DATA ENTRIES —
## Start
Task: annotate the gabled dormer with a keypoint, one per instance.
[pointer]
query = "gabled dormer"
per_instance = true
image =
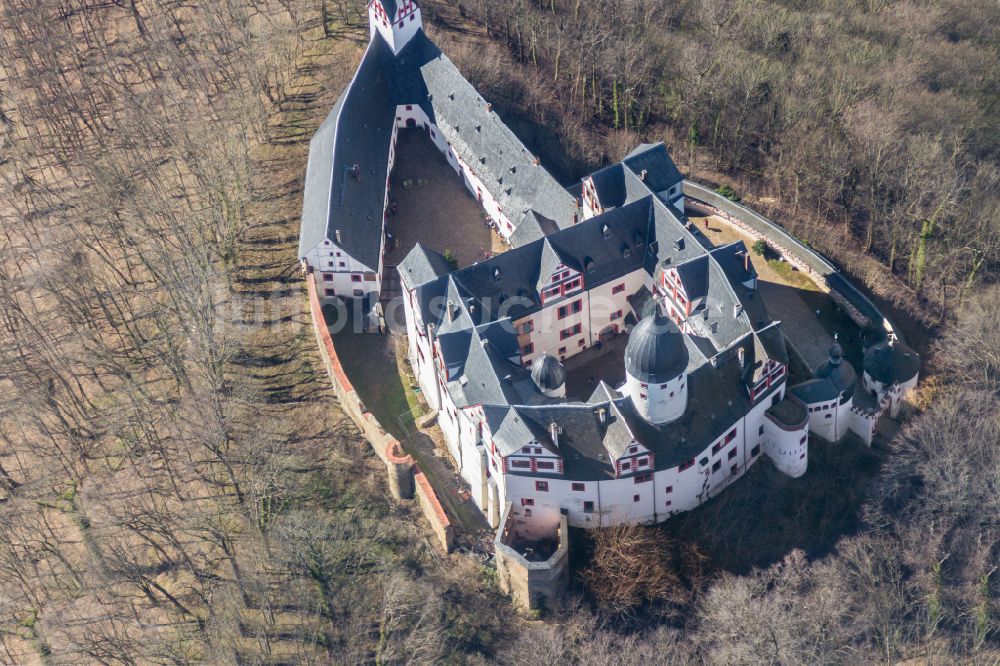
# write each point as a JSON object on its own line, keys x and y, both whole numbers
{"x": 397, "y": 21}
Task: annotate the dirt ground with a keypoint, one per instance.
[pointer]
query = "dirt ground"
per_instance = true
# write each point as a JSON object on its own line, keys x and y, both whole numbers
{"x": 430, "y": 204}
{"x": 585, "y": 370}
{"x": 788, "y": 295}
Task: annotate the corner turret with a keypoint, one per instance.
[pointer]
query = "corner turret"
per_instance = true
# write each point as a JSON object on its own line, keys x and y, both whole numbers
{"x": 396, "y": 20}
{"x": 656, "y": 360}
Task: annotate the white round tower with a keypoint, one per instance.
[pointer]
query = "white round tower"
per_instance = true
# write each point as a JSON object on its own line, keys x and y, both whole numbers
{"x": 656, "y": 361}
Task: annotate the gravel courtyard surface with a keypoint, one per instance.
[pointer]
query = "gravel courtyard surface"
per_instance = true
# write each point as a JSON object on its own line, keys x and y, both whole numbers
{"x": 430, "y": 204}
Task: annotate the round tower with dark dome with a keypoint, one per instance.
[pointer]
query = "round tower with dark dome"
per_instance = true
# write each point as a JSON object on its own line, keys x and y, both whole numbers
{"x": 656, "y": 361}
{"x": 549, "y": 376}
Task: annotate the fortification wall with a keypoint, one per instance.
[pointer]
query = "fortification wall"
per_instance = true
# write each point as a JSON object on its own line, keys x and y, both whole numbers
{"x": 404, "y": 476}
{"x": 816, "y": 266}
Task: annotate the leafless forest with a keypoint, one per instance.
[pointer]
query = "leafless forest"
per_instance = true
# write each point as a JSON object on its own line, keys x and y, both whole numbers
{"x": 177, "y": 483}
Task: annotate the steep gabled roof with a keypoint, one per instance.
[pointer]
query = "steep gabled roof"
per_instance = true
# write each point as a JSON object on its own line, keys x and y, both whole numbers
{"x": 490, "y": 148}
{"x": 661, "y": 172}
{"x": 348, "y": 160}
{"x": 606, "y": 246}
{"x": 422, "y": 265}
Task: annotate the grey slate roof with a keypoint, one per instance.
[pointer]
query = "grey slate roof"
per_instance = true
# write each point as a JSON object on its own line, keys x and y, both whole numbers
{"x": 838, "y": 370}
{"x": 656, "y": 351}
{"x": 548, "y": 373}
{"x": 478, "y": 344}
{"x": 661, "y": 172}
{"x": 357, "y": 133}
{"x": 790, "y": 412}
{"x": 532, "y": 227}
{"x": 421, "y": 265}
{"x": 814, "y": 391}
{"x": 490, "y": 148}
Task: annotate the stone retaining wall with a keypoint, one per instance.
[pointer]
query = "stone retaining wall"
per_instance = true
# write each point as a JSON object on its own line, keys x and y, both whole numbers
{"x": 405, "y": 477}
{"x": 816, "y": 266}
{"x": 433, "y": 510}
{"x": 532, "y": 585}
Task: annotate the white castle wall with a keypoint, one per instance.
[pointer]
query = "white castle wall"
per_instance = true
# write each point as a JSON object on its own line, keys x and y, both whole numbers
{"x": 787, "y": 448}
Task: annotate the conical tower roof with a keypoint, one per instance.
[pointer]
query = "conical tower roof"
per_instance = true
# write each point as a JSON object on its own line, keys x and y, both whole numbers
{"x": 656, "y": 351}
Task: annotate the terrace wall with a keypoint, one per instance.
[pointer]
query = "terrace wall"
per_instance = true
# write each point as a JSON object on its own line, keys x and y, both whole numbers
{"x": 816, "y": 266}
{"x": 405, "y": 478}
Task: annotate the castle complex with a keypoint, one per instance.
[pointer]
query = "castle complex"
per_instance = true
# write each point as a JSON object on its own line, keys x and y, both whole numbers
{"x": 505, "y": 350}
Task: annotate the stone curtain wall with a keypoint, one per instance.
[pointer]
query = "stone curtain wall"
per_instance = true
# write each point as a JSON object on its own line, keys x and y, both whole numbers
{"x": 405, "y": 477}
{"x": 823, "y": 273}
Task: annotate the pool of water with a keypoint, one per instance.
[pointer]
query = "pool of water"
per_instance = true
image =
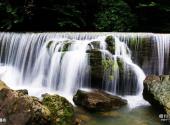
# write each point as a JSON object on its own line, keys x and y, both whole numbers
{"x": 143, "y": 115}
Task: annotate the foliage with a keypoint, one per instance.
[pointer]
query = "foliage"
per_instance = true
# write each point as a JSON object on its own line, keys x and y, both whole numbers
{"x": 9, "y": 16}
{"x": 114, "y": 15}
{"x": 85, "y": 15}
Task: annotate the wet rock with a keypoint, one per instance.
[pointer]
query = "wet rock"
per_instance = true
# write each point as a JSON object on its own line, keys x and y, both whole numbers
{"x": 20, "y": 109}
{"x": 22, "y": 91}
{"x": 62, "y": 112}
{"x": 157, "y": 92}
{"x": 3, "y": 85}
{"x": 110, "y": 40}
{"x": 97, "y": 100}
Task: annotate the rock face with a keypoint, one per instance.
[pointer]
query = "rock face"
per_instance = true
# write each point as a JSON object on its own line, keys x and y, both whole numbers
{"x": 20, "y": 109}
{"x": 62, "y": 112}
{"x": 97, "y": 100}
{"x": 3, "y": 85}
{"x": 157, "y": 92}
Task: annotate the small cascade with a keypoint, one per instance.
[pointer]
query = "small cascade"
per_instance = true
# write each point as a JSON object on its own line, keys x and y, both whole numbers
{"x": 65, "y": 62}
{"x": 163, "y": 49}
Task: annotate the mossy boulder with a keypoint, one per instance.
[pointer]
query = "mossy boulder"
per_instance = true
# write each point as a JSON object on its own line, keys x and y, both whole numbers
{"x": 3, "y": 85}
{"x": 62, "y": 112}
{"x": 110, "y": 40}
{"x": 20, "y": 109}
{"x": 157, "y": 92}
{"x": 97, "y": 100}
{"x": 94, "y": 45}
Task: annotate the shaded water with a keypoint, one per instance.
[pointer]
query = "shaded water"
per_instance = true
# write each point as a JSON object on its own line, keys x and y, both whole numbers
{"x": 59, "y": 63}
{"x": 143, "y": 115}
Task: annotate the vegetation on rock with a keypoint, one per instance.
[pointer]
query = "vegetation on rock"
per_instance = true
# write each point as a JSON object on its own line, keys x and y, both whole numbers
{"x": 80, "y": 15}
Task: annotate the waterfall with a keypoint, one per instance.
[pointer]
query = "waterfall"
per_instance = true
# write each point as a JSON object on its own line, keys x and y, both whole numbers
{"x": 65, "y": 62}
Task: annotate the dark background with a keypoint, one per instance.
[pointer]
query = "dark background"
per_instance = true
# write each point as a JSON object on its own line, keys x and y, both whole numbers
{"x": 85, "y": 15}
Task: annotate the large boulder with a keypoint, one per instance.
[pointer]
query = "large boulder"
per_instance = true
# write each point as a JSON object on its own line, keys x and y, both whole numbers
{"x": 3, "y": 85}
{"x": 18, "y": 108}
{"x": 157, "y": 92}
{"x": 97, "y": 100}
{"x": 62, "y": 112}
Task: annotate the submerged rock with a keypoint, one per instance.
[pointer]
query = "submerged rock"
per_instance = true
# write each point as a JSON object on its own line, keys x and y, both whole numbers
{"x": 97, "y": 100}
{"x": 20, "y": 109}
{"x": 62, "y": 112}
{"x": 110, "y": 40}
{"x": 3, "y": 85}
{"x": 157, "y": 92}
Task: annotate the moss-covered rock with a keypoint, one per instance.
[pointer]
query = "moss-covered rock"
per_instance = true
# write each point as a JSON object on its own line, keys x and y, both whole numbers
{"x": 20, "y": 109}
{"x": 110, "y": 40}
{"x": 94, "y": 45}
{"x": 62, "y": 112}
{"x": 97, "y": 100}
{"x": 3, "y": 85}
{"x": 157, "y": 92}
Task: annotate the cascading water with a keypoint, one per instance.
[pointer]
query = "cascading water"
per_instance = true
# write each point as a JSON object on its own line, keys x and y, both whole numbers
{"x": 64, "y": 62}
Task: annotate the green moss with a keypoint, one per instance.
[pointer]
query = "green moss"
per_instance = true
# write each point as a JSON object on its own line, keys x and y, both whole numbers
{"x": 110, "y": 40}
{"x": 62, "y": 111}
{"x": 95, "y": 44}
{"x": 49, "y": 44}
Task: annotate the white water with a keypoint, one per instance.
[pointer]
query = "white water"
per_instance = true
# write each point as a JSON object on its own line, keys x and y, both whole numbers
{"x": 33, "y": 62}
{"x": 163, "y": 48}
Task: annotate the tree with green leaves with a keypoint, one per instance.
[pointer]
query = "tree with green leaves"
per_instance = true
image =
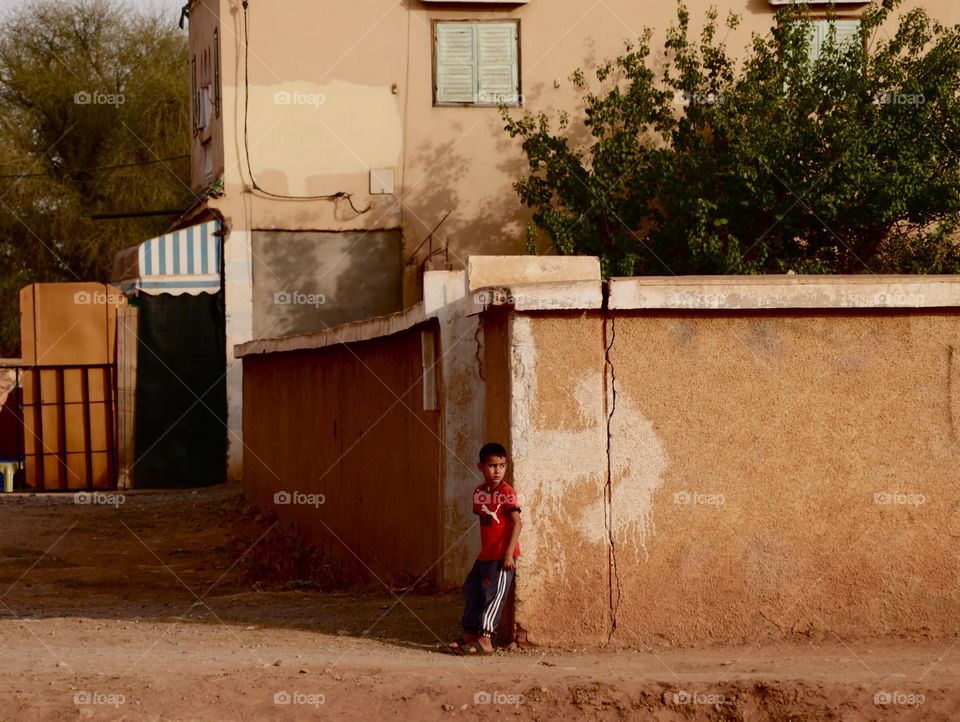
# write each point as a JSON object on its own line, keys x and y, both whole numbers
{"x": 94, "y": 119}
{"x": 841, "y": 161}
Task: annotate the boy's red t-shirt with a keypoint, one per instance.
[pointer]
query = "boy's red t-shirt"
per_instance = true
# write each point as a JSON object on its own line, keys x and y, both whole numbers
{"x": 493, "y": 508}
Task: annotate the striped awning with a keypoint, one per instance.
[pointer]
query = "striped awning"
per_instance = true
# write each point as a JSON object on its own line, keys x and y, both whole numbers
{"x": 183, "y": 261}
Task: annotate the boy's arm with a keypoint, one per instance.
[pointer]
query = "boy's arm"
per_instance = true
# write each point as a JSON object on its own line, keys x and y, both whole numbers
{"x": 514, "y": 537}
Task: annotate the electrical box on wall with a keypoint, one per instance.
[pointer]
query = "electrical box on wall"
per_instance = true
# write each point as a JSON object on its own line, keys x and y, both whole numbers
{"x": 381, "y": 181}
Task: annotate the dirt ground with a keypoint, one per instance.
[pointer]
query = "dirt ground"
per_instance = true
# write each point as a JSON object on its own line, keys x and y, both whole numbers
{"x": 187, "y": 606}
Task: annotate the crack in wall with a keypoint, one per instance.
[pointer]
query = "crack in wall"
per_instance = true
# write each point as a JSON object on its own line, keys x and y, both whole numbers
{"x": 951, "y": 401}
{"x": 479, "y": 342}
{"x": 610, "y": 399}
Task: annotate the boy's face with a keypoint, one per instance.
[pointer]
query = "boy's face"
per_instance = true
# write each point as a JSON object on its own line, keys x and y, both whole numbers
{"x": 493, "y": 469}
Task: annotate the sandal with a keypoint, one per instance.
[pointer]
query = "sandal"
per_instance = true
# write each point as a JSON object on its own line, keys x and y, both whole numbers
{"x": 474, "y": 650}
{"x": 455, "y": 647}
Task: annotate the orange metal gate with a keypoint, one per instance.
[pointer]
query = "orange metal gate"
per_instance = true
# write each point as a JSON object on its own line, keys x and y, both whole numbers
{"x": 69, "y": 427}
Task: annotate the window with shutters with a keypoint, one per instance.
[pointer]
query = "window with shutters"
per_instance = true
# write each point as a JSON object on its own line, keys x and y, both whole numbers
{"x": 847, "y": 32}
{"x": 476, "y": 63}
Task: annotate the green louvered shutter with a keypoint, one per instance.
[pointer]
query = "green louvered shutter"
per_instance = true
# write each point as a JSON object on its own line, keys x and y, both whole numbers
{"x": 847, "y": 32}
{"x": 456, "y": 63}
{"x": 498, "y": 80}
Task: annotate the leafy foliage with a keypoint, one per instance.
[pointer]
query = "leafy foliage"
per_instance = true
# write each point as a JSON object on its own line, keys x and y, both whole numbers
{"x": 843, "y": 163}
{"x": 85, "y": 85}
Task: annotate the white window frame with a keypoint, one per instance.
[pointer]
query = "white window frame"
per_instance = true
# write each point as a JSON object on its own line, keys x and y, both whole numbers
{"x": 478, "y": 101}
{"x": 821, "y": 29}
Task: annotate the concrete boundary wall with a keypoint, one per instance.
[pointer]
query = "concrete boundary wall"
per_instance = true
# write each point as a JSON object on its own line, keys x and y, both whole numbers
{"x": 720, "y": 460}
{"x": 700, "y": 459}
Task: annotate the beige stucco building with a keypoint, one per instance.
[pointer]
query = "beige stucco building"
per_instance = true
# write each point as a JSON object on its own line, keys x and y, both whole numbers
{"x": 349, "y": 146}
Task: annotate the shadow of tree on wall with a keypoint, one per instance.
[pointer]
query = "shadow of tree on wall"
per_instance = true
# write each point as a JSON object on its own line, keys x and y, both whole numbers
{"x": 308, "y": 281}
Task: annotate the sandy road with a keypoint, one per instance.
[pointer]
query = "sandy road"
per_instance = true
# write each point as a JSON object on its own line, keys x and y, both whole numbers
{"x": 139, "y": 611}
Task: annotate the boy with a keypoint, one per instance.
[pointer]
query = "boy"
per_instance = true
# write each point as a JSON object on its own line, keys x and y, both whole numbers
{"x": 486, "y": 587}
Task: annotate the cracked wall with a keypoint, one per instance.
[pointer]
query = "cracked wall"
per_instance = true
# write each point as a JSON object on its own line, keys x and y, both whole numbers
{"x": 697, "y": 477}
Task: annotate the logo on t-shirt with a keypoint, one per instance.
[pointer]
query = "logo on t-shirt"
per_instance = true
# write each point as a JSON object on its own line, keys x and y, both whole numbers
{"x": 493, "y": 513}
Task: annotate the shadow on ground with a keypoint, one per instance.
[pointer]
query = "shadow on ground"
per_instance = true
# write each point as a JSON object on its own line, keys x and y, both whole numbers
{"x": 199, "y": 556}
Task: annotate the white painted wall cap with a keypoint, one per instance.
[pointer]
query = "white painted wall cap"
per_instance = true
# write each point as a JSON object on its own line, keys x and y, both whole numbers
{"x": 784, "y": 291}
## End
WHAT IS BEING ASKED — Every line from the one containing "Task: annotate the logo" through the last line must be copied exactly; leave out the rest.

EXERCISE OUTPUT —
Task: annotate the logo on t-shirt with a keypoint, one per instance.
[pointer]
query = "logo on t-shirt"
per_instance = true
# write each point as a JSON object on its own line, keys x and y, both whole numbers
{"x": 493, "y": 513}
Task: annotate the shadow on ground with a keypoint, one per instance.
[pointer]
query = "shadow on ground"
per_instance = true
# write each point as a JSON object on its own line, keys x and y, both whole numbers
{"x": 199, "y": 556}
Task: annotate the white painted wall cap with a keypoint, one per instance.
[pointer]
query = "white painted wall cap"
per_instance = true
# write each point as a JSON object on its own line, keys x and y, both whole numbers
{"x": 784, "y": 291}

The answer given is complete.